### Excerpt to read
============
Hoare correctness subtlety: The returned index j does NOT split the array at the pivot itself — it splits into [lo..j] and [j+1..hi]. You must recurse on [lo, j] (not [lo, j-1]), otherwise elements may be skipped.

5b) 3-Way Partition (Dutch National Flag) — handles duplicates efficiently

When many duplicate keys exist, standard Quicksort degrades because equal elements are not collapsed. 3-way partition splits into three regions: a[lo..lt-1] < pivot, a[lt..gt] == pivot, a[gt+1..hi] > pivot. Equal elements are never recursed on.

// 3-way partition (Dijkstra's Dutch National Flag)
// After: a[lo..lt-1] < pivot, a[lt..gt] == pivot, a[gt+1..hi] > pivot
void partition3way(vector<int>& a, int lo, int hi, int& lt, int& gt) {
    int pivot = a[lo];
    lt = lo;
    gt = hi;
    int i = lo;
    while (i <= gt) {
        if      (a[i] < pivot) swap(a[lt++], a[i++]);
        else if (a[i] > pivot) swap(a[i],    a[gt--]);
        else                   ++i;
    }
}

void quicksort3way(vector<int>& a, int lo, int hi) {
    if (lo >= hi) return;
    int lt, gt;
    partition3way(a, lo, hi, lt, gt);
    quicksort3way(a, lo, lt - 1);  // recurse on < region
    quicksort3way(a, gt + 1, hi);  // recurse on > region
    // a[lt..gt] all equal pivot — no recursion needed!
============
### Information provided
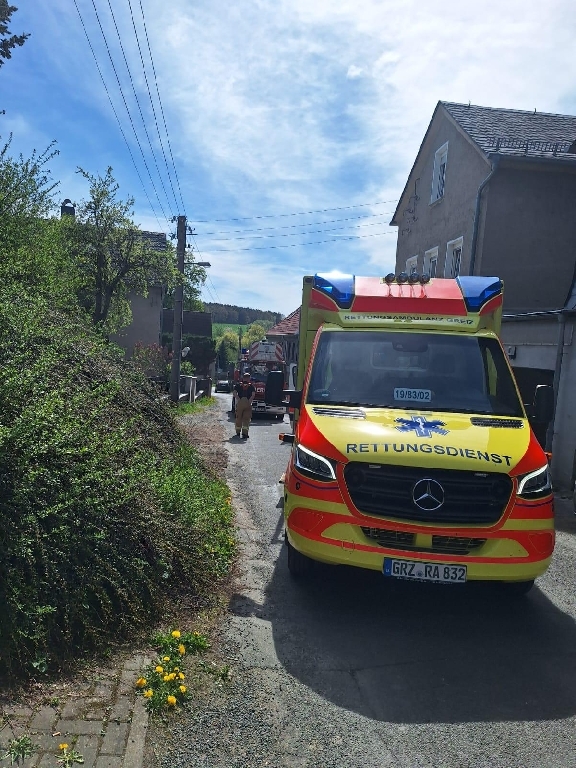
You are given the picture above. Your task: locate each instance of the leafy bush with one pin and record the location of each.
(102, 505)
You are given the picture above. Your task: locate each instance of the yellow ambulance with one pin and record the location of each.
(412, 451)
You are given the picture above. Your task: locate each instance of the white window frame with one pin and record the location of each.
(412, 265)
(453, 263)
(431, 262)
(439, 174)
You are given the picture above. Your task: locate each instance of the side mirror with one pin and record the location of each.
(275, 394)
(543, 407)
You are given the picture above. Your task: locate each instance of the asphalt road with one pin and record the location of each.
(350, 670)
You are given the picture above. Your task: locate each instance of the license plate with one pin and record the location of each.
(417, 571)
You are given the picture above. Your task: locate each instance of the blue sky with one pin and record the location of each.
(282, 123)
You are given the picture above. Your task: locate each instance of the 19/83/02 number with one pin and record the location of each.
(414, 395)
(416, 571)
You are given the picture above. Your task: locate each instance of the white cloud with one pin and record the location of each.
(354, 72)
(278, 107)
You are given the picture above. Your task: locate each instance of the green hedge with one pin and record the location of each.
(103, 507)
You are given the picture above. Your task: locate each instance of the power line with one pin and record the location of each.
(297, 245)
(151, 99)
(297, 234)
(127, 109)
(207, 273)
(291, 226)
(299, 213)
(162, 108)
(136, 98)
(116, 115)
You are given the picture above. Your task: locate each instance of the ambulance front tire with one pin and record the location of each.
(299, 565)
(517, 588)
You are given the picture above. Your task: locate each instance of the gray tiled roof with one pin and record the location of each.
(517, 132)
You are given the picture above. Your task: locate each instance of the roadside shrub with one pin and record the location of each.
(96, 522)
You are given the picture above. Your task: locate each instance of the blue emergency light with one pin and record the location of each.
(477, 290)
(339, 287)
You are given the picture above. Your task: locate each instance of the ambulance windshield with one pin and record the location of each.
(424, 371)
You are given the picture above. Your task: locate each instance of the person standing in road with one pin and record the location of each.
(244, 394)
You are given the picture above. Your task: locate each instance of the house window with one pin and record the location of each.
(439, 174)
(412, 265)
(431, 262)
(453, 258)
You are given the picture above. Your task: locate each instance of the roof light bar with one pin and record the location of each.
(412, 279)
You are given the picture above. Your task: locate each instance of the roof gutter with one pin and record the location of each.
(495, 161)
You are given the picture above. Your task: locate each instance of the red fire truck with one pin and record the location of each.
(262, 357)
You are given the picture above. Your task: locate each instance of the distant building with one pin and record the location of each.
(286, 332)
(492, 192)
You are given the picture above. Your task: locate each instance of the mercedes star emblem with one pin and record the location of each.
(428, 494)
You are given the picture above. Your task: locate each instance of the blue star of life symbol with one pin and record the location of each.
(422, 427)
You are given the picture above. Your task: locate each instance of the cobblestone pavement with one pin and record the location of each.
(102, 719)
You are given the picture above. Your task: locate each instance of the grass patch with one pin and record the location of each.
(185, 409)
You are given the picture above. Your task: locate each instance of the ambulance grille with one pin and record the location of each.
(441, 545)
(349, 413)
(469, 498)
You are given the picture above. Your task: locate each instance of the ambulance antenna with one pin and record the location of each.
(401, 279)
(424, 279)
(389, 279)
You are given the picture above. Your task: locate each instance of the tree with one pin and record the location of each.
(227, 347)
(34, 254)
(8, 43)
(113, 255)
(194, 279)
(255, 332)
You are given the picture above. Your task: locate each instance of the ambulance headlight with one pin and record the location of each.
(536, 484)
(313, 465)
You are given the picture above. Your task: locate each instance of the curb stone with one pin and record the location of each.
(106, 722)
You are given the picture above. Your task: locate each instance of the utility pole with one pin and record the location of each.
(178, 312)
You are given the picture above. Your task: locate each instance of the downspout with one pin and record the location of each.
(556, 381)
(495, 161)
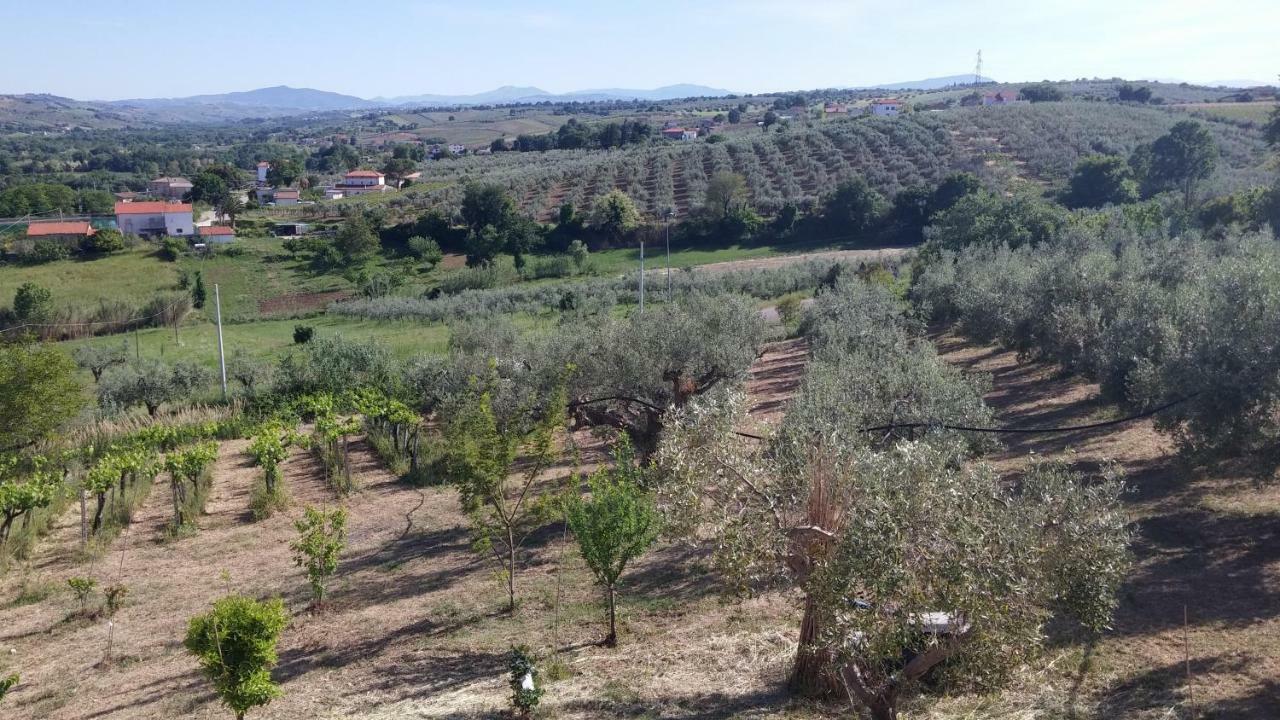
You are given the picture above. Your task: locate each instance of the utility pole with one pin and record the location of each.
(641, 274)
(222, 356)
(667, 214)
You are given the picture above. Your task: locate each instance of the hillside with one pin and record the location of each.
(1004, 145)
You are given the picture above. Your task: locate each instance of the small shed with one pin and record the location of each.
(291, 229)
(216, 233)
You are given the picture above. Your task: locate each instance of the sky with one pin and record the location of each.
(109, 50)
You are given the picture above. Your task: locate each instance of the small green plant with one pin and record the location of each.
(236, 647)
(82, 588)
(8, 683)
(321, 536)
(269, 449)
(114, 596)
(525, 689)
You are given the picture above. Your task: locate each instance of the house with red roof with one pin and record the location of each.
(71, 232)
(361, 182)
(1002, 98)
(887, 108)
(215, 233)
(680, 133)
(155, 218)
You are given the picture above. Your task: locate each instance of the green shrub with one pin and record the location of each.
(46, 251)
(236, 647)
(526, 691)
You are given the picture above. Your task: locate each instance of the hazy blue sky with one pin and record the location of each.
(94, 49)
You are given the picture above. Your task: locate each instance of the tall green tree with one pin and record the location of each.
(1182, 158)
(32, 302)
(725, 191)
(356, 241)
(236, 647)
(615, 214)
(854, 206)
(615, 525)
(39, 392)
(1101, 180)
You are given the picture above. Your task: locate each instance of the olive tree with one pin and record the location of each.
(151, 383)
(503, 499)
(99, 358)
(908, 557)
(615, 525)
(632, 370)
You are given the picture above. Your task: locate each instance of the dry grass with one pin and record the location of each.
(415, 627)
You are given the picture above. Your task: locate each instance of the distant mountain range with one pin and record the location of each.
(280, 98)
(304, 99)
(929, 83)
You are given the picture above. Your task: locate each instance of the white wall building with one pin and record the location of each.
(155, 218)
(887, 108)
(361, 182)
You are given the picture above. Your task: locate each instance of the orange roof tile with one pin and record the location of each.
(37, 229)
(150, 208)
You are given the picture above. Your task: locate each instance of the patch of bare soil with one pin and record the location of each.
(1207, 548)
(872, 255)
(415, 623)
(300, 301)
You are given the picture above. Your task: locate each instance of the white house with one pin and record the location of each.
(886, 108)
(155, 218)
(169, 188)
(216, 233)
(362, 182)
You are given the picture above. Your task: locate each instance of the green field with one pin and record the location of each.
(197, 340)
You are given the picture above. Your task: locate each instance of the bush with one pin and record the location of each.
(103, 241)
(234, 645)
(526, 691)
(172, 249)
(46, 251)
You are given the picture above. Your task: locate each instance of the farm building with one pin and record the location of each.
(215, 233)
(69, 232)
(169, 188)
(361, 182)
(291, 229)
(154, 218)
(886, 108)
(1002, 98)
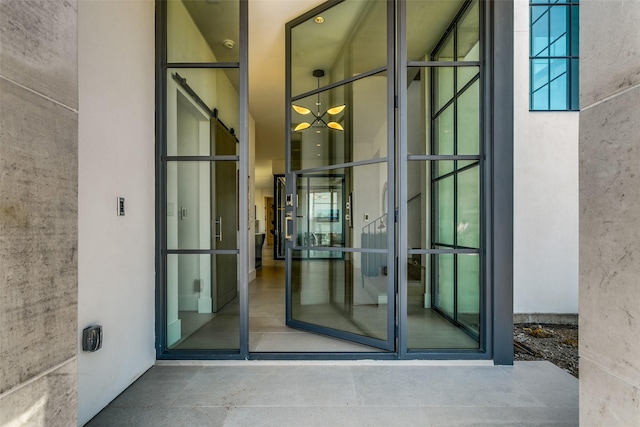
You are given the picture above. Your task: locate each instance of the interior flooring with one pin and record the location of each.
(268, 332)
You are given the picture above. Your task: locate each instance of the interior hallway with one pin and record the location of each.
(362, 393)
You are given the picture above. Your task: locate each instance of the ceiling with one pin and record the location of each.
(315, 47)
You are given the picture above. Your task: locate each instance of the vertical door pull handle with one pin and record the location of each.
(287, 234)
(219, 223)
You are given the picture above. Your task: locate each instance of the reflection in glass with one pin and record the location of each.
(202, 304)
(203, 31)
(468, 291)
(279, 217)
(200, 104)
(339, 294)
(201, 205)
(443, 307)
(443, 114)
(363, 118)
(350, 39)
(468, 208)
(427, 35)
(451, 202)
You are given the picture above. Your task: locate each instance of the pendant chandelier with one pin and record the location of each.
(318, 117)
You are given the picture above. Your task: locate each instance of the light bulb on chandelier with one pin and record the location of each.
(318, 117)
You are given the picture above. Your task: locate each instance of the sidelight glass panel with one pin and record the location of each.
(468, 291)
(203, 112)
(435, 200)
(443, 87)
(465, 75)
(445, 194)
(202, 304)
(468, 34)
(444, 294)
(340, 294)
(201, 31)
(348, 39)
(468, 208)
(201, 205)
(431, 301)
(443, 132)
(468, 123)
(341, 125)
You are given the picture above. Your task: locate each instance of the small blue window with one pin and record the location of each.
(553, 55)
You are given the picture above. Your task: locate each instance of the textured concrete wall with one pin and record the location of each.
(545, 211)
(38, 212)
(609, 213)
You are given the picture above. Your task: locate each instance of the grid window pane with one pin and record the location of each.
(558, 27)
(554, 48)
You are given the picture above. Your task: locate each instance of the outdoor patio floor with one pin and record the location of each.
(353, 393)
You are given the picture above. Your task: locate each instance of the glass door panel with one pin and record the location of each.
(201, 214)
(340, 266)
(444, 170)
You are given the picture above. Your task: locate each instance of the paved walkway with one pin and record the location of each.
============
### Goals
**a)** In the quicksort excerpt, what three regions does the 3-way partition divide the array into?
**b)** According to the quicksort excerpt, why must Hoare's scheme recurse on [lo, j] instead of [lo, j-1]?
**c)** Write out the part of the quicksort excerpt starting at "Hoare correctness subtlety: The" and ending at "may be skipped.".
The entries were taken from a different source than the quicksort excerpt.

### Answers in order
**a)** It divides the array into a[lo..lt-1] < pivot, a[lt..gt] == pivot, and a[gt+1..hi] > pivot.

**b)** The returned index j does not split the array at the pivot itself. It splits the array into [lo..j] and [j+1..hi]. Recursing on [lo, j-1] could skip elements.

**c)**
Hoare correctness subtlety: The returned index j does NOT split the array at the pivot itself — it splits into [lo..j] and [j+1..hi]. You must recurse on [lo, j] (not [lo, j-1]), otherwise elements may be skipped.